▶ [DATASET EXCERPTS]
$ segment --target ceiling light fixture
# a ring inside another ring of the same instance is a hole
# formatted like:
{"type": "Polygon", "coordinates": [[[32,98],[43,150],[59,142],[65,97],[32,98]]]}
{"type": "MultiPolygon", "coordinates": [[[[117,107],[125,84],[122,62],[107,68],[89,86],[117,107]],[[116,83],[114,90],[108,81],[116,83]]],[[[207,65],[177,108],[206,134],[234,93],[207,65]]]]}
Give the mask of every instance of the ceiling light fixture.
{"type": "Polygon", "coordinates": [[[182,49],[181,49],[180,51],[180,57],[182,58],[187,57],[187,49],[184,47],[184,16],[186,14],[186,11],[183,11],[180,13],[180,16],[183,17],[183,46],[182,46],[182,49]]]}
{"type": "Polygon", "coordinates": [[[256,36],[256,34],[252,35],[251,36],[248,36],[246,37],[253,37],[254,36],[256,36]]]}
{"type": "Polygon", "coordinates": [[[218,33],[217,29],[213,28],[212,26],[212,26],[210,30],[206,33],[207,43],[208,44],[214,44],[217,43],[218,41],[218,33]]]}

▶ [WHAT THE TASK REQUIRES]
Give every line of the data above as a JSON list of strings, one string per line, leaving out blank lines.

▶ [FINAL RESULT]
[
  "$ segment --target ceiling light fixture",
  "# a ring inside another ring of the same instance is a hole",
  "# formatted like:",
  "{\"type\": \"Polygon\", \"coordinates\": [[[32,98],[43,150],[59,142],[65,97],[32,98]]]}",
  "{\"type\": \"MultiPolygon\", \"coordinates\": [[[[117,107],[125,84],[122,62],[107,68],[89,86],[117,107]],[[116,83],[114,90],[108,81],[116,83]]],[[[207,65],[177,108],[206,134],[234,93],[207,65]]]]}",
  "Give the mask of every instance of the ceiling light fixture.",
  "{\"type\": \"Polygon\", \"coordinates\": [[[182,49],[181,49],[180,51],[180,57],[182,58],[187,57],[187,49],[184,47],[184,16],[186,14],[186,11],[183,11],[180,13],[180,16],[183,17],[183,46],[182,46],[182,49]]]}",
  "{\"type\": \"Polygon\", \"coordinates\": [[[256,36],[256,34],[252,35],[251,36],[248,36],[246,37],[253,37],[254,36],[256,36]]]}",
  "{\"type\": \"Polygon\", \"coordinates\": [[[218,33],[217,29],[213,28],[212,26],[212,26],[210,30],[206,33],[207,43],[208,44],[214,44],[217,43],[218,41],[218,33]]]}"
]